Items listed in a dataset:
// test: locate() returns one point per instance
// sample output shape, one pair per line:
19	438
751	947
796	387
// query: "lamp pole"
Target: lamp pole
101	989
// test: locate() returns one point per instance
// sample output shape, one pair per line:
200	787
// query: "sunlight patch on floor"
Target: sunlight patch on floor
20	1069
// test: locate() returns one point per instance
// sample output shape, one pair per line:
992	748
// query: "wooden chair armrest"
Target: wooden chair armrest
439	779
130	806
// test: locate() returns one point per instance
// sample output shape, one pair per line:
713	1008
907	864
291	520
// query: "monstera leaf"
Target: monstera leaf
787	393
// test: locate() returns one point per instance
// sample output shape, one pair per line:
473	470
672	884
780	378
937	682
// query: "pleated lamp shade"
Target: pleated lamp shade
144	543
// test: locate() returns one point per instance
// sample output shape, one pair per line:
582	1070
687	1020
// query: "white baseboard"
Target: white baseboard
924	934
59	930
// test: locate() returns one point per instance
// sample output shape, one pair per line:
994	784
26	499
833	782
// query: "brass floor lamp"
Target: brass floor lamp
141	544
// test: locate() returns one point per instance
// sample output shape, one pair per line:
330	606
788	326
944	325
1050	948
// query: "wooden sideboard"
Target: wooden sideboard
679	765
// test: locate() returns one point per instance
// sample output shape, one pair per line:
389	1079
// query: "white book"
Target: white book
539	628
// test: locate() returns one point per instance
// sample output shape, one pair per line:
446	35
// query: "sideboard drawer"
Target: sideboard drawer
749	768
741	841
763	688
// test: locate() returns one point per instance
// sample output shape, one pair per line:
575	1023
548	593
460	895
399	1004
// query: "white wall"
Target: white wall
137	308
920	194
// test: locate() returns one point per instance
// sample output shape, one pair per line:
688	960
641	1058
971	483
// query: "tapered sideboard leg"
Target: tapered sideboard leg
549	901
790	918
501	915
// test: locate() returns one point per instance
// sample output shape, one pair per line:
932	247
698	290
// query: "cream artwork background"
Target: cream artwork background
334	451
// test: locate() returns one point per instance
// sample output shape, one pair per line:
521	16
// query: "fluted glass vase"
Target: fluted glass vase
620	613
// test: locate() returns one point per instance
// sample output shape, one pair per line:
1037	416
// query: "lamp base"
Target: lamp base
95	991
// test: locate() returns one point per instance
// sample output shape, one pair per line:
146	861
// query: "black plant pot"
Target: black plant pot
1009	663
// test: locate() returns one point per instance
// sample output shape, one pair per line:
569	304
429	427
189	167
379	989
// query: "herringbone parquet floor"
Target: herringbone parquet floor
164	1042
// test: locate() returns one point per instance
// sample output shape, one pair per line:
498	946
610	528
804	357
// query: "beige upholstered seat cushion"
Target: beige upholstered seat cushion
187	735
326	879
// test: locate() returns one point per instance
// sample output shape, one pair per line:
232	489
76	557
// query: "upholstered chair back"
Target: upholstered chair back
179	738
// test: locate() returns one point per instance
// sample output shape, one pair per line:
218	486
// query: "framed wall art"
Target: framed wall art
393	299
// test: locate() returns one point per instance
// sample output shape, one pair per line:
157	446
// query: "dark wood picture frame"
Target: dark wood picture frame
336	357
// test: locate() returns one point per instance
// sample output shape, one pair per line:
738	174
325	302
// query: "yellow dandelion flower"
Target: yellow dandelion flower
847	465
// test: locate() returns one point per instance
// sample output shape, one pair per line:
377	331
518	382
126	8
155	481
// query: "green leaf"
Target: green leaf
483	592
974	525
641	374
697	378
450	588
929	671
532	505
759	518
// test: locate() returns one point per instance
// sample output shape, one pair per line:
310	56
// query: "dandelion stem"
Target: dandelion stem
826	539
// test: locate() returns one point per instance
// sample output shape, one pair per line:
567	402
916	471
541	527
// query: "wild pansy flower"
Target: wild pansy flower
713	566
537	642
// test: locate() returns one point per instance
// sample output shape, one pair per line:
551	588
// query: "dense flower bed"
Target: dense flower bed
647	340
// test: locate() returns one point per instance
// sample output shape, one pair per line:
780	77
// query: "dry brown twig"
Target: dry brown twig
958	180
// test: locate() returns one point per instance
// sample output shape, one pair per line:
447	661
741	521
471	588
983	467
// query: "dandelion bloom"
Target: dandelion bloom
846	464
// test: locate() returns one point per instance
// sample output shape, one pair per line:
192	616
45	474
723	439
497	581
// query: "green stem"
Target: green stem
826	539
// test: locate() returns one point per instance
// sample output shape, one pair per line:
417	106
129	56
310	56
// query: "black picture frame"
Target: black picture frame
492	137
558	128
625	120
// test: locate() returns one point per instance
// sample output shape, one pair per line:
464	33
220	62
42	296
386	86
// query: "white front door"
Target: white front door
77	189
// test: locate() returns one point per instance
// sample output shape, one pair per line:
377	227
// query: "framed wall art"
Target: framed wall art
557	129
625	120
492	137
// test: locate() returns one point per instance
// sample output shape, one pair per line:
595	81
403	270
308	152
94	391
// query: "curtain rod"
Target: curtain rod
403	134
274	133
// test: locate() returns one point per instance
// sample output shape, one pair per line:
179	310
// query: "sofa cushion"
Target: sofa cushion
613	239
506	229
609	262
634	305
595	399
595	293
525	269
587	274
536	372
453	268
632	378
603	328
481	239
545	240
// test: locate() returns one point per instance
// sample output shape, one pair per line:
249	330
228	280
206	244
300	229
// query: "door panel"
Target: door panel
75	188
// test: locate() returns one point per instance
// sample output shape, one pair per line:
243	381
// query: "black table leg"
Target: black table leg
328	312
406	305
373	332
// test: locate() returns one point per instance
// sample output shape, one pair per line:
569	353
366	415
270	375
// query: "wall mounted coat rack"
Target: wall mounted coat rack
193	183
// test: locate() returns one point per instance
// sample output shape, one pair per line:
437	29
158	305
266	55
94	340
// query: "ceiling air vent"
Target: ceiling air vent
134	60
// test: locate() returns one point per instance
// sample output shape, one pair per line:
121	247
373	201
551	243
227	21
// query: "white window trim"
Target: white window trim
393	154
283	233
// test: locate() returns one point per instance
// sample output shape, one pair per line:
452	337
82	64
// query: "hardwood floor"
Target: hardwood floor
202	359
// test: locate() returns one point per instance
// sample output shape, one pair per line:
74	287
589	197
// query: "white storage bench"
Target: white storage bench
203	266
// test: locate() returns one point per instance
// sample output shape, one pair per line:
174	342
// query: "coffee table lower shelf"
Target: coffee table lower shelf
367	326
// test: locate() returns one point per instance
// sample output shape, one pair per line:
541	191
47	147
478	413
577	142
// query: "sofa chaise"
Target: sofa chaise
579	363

» **What needs to be done**: Output every record above in full, exactly as it reads.

» **Output of the exercise**:
// test: locate() returns one point per instance
// sample output shape, one pair per line:
19	438
751	947
796	387
// query: "lamp pole"
Target: lamp pole
101	989
// test: locate() returns one point per instance
// sample output shape, one pair per line:
200	787
// query: "sunlight patch on floor"
Target: sunlight patch on floor
20	1069
// test: locate() returns one point per instance
// sample output shape, one pair per line:
992	748
// query: "wooden chair armrest"
Target: wooden chair armrest
439	779
130	806
// test: locate() returns one point per instance
// sample output shape, one pair per line:
713	1008
907	864
291	520
// query: "monstera leaf"
Target: monstera leaf
787	393
// test: locate() returns one point per instance
// sample output shape, one pair per line:
473	470
672	884
780	378
937	682
// query: "pleated lamp shade"
Target: pleated lamp shade
144	543
// test: locate() returns one point per instance
// sample output shape, one pair per line:
582	1070
687	1020
// query: "white baseboard"
Target: white baseboard
924	934
59	930
// test: locate() returns one point per instance
// sample output shape, one pair per line:
994	784
26	499
833	782
// query: "brass floor lamp"
Target: brass floor lamp
141	544
// test: locate() returns one point per instance
// sample output shape, one pair per line:
330	606
788	326
944	325
1050	948
// query: "wooden sideboard"
Target: wooden sideboard
679	765
// test: locate() returns one point per instance
// sample output shape, one pair per line:
389	1079
// query: "white book"
Target: white book
539	628
// test: locate() returns one point per instance
// sample output shape, one pair per line:
446	35
// query: "sideboard drawer"
Target: sideboard drawer
749	768
741	841
763	688
// test: locate() returns one point per instance
// sample output shape, one pair per line:
575	1023
548	593
460	895
399	1004
// query: "white wall"
Target: white wall
137	308
920	194
// test: locate() returns one point per instance
// sample output shape, one pair per line:
688	960
641	1058
971	483
// query: "tapered sideboard leg"
Target: tapered sideboard leg
549	901
790	918
501	915
// test: locate() returns one point per instance
// sample output shape, one pair per line:
932	247
698	290
// query: "cream artwork background"
Target: cream artwork background
334	451
// test: locate() returns one point per instance
// sample output shape, one pair per line:
521	16
// query: "fluted glass vase"
Target: fluted glass vase
620	613
// test: locate() returns one point per instance
// sample output shape, one pair per line:
1037	416
// query: "lamp base"
Target: lamp base
95	991
// test: locate() returns one point per instance
// sample output shape, one pair per line:
146	861
// query: "black plant pot"
Target: black plant pot
1009	663
// test: locate() returns one point per instance
// sample output shape, one pair per line:
569	304
429	427
189	167
379	989
// query: "herringbone parquet floor"
Target: herringbone parquet floor
164	1042
// test: locate() returns one point per instance
// sample output shape, one pair per line:
498	946
610	528
804	357
// query: "beige upholstered seat cushion"
Target: beige upholstered seat cushion
187	735
326	879
// test: locate() returns one point per instance
// sample output shape, one pair per line:
232	489
76	557
// query: "upholstered chair back"
Target: upholstered chair back
179	738
// test: locate() returns one point per instance
// sample output shape, one pair per line:
218	486
// query: "framed wall art"
Target: framed wall art
393	299
// test: locate() returns one point per instance
// sample output shape, one pair per line:
157	446
// query: "dark wood picture frame"
Target: dark wood picture frame
336	357
// test: locate() returns one point per instance
// sample output shape, one pair per line:
738	174
325	302
// query: "yellow dandelion flower"
Target: yellow dandelion flower
847	465
// test: locate() returns one point per instance
// sample output shape, one pair per line:
377	331
518	382
126	8
155	481
// query: "green leaf"
Target: green leaf
483	592
974	525
641	374
697	378
450	588
929	671
532	505
759	518
// test: locate() returns one point per instance
// sample output shape, one pair per line:
310	56
// query: "dandelion stem"
Target: dandelion stem
826	539
// test: locate() returns one point per instance
// sample output shape, one pair per line:
567	402
916	471
541	527
// query: "wild pansy flower"
Target: wild pansy flower
713	566
537	642
// test: locate() returns one point per instance
// sample output shape, one pair per line:
551	588
// query: "dense flower bed"
Target: dense flower bed
647	340
// test: locate() returns one point per instance
// sample output shape, one pair per line:
780	77
// query: "dry brown twig"
Target: dry brown twig
958	180
// test: locate() returns one point per instance
// sample output shape, one pair per line:
447	661
741	521
471	588
983	467
// query: "dandelion bloom"
Target: dandelion bloom
846	464
// test: locate() returns one point per instance
// sample output shape, one pair per line:
192	616
45	474
723	439
497	581
// query: "green stem"
Target: green stem
826	539
// test: locate() returns one point per instance
// sample output shape, one pair per line:
417	106
129	56
310	56
// query: "black picture frame"
Target: black picture frame
492	137
558	128
625	120
// test: locate() returns one point per instance
// sample output shape, one pair per line:
464	33
220	62
42	296
386	86
// query: "white front door"
Target: white front door
77	189
// test: locate() returns one point per instance
// sample output shape, one pair per line:
377	227
// query: "framed wall art"
Target: framed wall art
557	129
625	120
492	137
// test: locate() returns one point per instance
// sample output shape, one pair per line:
595	81
403	270
308	152
94	391
// query: "curtain rod"
Target: curtain rod
403	134
274	133
// test: locate() returns one point per instance
// sample output shape, one pair per line:
179	310
// query: "sofa cushion"
Target: sofa cushion
613	239
506	229
609	262
634	305
595	399
595	293
525	269
587	274
536	372
453	268
632	378
603	328
481	239
545	240
// test: locate() returns one point per instance
// sample output shape, one pair per line:
249	330
228	280
206	244
300	229
// query: "door panel"
Target: door panel
75	188
// test: locate() returns one point per instance
// sample output shape, one pair per line:
243	381
// query: "black table leg"
Target: black table leg
328	312
406	305
373	332
// test: locate() returns one point per instance
// sample output shape, one pair per line:
569	353
366	415
270	375
// query: "wall mounted coat rack"
Target: wall mounted coat rack
193	183
// test: locate() returns one point per instance
// sample output shape, one pair per line:
437	29
158	305
266	55
94	340
// query: "ceiling air vent"
Target: ceiling air vent
134	60
// test: locate() returns one point per instance
// sample output shape, one pair per line:
121	247
373	201
551	243
227	21
// query: "white window trim"
Target: white window trim
393	154
283	233
// test: locate() returns one point per instance
// sample output shape, one pair per line:
452	337
82	64
// query: "hardwood floor"
Target: hardwood floor
202	359
// test: locate() returns one point per instance
// sample output shape, one pair per line:
74	287
589	197
// query: "white storage bench"
Target: white storage bench
203	266
// test: locate() returns one point per instance
// sample output shape, one pair per line:
174	342
// query: "coffee table lower shelf"
Target: coffee table lower shelf
367	326
// test: locate() returns one point per instance
// sample output shape, one pair per line:
541	191
47	147
478	413
577	142
// query: "sofa chaise"
Target: sofa chaise
579	363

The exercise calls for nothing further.